- REQUIRED ACTION 1
In the text on selection gains, repeat the passage that begins at the words "DH lines representing" and stops after "coordinates (Fig. 2).".
- REQUIRED ACTION 2
According to the text on selection gains, in which years were the DH lines representing cycles C1 to C3 tested in multi-environment field trials?

- TEXT
GEBVs of selection units and DH lines from cycles C0 to C3

Means of GEBVs presented in Table 1 were similar for selection units (C1-S₁, C2-S₀) and DH lines (C1-DH, C2-DH) extracted from them, corroborating results from molecular analyses that DH lines are a representative sample of the selection units. For early plant height in growth stages V4 and V6, GEBVs increased continuously from C0 to C3. The largest increase was observed from C0 to C1 amounting to 1.5–1.9 SD for the two traits and replications. When fitting a linear regression model with cycle as predictor variable (C1 to C3), regression coefficients indicated a significant increase in GEBVs from C1-DH to C3-DH in both replications (0.3–0.6 SD per cycle, Table 1). For final plant height and flowering time, the regression coefficient in R1 was not significant but a significant change in GEBVs was observed in R2. Selection gains were diminishing from cycles C0 to C3 as would be expected for genomic selection without retraining.

Adjusted entry means of DH lines from cycles C0 to C3

DH lines representing cycles C1 to C3 were evaluated in multi-environment field trials in years 2022 and 2023 together with the 105 DH lines of C0r to quantify realized selection gain for the traits under selection. To serve as benchmark, C0r needs to be a representative subsample of C0. In 2017/18, mean and variance estimates for the selection traits did not differ significantly between C0r and C0 (Table S3), indicating that C0r can serve as a reference for evaluating selection gain from C0 to C3. Molecular analyses corroborated these findings with C0 and C0r being close together on the first and second principal coordinates (Fig. 2).

Selection gains predicted from GEBVs were only partially corroborated by realized gains estimated from adjusted entry means. A large increase was observed from C0 to C1 for early plant height in growth stages V4 and V6 (1.2–1.4 SD; corresponding to 14% of the mean in C0 for PH_V4 and 12% for PH_V6) (Fig. 3, Fig. S2). Results from linear regression with cycle as predictor variable (C1 to C3) in R2 revealed a significant positive increase of all three selection traits (0.20 SD or 2.1% per cycle for PH_V4; 0.25 SD or 2.4% for PH_V6; 0.25 SD or 3.3% per cycle for PH). In R1, no significant change of adjusted entry means was observed for early plant height from C1 to C3 and for final plant height a significant decrease was observed. The more pronounced increase of population means for early plant height V6 in R2 compared to R1 was also reflected in a higher mean of the best performing 10% DH lines especially in C3 (Fig. 3).

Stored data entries
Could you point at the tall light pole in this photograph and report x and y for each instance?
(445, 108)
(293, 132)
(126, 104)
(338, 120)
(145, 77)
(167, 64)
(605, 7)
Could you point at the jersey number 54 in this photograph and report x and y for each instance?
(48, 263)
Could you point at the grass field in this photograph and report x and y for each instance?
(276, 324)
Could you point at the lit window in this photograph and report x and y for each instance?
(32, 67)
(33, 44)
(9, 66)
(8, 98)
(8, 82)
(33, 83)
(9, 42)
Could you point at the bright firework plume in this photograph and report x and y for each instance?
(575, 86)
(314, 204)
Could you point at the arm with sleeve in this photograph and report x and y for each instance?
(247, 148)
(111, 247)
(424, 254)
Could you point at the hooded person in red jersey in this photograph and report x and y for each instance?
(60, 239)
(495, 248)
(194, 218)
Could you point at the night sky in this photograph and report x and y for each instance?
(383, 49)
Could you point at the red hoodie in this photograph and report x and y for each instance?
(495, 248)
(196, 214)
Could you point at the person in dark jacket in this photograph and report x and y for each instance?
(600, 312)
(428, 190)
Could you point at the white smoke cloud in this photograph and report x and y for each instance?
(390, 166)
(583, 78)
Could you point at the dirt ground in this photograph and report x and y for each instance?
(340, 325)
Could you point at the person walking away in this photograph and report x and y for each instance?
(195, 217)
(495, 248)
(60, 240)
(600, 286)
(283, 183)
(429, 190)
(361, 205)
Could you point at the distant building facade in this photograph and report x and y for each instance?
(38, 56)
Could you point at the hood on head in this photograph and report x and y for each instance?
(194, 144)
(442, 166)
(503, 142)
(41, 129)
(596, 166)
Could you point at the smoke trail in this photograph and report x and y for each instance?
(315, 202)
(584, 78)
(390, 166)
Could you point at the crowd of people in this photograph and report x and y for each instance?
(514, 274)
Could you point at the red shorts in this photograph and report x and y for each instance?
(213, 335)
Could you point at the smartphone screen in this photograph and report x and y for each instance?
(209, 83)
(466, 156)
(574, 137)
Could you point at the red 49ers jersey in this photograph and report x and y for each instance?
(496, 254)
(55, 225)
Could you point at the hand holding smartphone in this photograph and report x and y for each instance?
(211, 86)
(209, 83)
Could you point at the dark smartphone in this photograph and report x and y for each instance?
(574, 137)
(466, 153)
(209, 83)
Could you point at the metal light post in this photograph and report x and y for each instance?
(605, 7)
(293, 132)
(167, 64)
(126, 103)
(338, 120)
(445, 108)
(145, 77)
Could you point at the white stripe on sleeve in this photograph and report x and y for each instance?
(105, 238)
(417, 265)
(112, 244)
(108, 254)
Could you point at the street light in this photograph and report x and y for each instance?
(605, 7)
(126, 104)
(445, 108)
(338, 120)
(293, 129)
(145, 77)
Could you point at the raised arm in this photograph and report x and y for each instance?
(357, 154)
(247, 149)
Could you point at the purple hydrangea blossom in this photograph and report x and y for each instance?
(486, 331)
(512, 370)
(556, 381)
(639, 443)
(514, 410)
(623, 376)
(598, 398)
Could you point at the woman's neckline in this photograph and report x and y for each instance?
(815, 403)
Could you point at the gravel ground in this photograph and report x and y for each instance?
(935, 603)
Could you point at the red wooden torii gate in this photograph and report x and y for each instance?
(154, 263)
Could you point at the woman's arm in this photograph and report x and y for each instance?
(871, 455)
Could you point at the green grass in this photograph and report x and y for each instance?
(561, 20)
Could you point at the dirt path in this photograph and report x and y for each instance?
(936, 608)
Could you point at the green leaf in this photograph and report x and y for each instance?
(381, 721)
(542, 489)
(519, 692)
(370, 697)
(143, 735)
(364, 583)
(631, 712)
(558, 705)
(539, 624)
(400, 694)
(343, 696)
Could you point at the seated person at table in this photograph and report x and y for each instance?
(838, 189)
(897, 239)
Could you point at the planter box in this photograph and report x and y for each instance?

- WRITTEN ANSWER 1
DH lines representing cycles C1 to C3 were evaluated in multi-environment field trials in years 2022 and 2023 together with the 105 DH lines of C0r to quantify realized selection gain for the traits under selection. To serve as benchmark, C0r needs to be a representative subsample of C0. In 2017/18, mean and variance estimates for the selection traits did not differ significantly between C0r and C0 (Table S3), indicating that C0r can serve as a reference for evaluating selection gain from C0 to C3. Molecular analyses corroborated these findings with C0 and C0r being close together on the first and second principal coordinates (Fig. 2).

- WRITTEN ANSWER 2
In 2022 and 2023.